» Given text:
§
🤖 AI Summary
This study investigates whether large language models (LLMs) can serve as intelligent collaborators to bridge the expertise gap between cybersecurity professionals and non-experts in phishing email detection and intrusion detection. Method: We designed an LLM-based interactive collaboration framework and conducted a mixed-methods user study (n=58), complemented by cognitive task analysis and discourse coding. Contribution/Results: We provide the first empirical evidence that LLM collaboration significantly reduces false positives (in phishing detection) and false negatives (in intrusion detection), with performance gains persisting when users subsequently work independently. Moreover, interaction dimensions—including explanation style, certainty level, and linguistic tone—significantly moderate user trust and decision revision behavior. The study uncovers the “explanation–trust–revision” mechanism underlying human-AI collaboration, offering both theoretical foundations and practical design principles for trustworthy AI-assisted cybersecurity decision-making.
📝 Abstract
This study investigates whether large language models (LLMs) can function as intelligent collaborators to bridge expertise gaps in cybersecurity decision-making. We examine two representative tasks-phishing email detection and intrusion detection-that differ in data modality, cognitive complexity, and user familiarity. Through a controlled mixed-methods user study, n = 58 (phishing, n = 34; intrusion, n = 24), we find that human-AI collaboration improves task performance,reducing false positives in phishing detection and false negatives in intrusion detection. A learning effect is also observed when participants transition from collaboration to independent work, suggesting that LLMs can support long-term skill development. Our qualitative analysis shows that interaction dynamics-such as LLM definitiveness, explanation style, and tone-influence user trust, prompting strategies, and decision revision. Users engaged in more analytic questioning and showed greater reliance on LLM feedback in high-complexity settings. These results provide design guidance for building interpretable, adaptive, and trustworthy human-AI teaming systems, and demonstrate that LLMs can meaningfully support non-experts in reasoning through complex cybersecurity problems.
§
» Data under study:

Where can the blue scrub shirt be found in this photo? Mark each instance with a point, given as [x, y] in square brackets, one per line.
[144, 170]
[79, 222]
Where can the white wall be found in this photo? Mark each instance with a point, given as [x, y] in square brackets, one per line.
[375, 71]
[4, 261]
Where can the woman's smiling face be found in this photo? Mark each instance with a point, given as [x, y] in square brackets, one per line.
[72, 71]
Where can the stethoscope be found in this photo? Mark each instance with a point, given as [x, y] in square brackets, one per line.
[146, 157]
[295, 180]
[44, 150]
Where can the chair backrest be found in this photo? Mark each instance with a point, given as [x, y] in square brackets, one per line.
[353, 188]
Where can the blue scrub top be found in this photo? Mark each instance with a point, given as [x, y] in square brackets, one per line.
§
» Description of the task: In the study text, how many participants took part in the intrusion detection task? The material has no connection to the study text.

» Exercise response: 24